Given instruction: Below, take everything from the line containing "Pin each instance of the starry" down to the line containing "column 472, row 202", both ends included, and recast those lines as a Markdown table with the columns No. and Text. Number the lines in order and leave out any blank ones.

Source records:
-----
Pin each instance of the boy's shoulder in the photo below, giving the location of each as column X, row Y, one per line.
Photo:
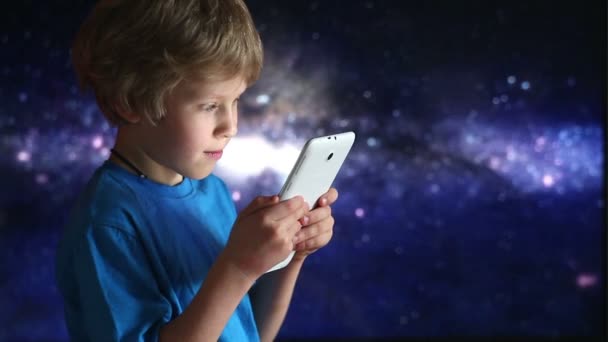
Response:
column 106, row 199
-----
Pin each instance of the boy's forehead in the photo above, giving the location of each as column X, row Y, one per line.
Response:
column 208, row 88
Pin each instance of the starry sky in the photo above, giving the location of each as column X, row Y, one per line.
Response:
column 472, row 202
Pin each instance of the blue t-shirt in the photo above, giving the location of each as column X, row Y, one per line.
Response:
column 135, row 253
-----
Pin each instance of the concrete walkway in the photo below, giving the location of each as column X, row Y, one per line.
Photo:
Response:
-----
Correct output:
| No. | Text |
|---|---|
| 1 | Pin each instance of the starry sky in the photo above, giving the location of each as column X, row Y, one per line. |
| 2 | Response: |
| 3 | column 472, row 202 |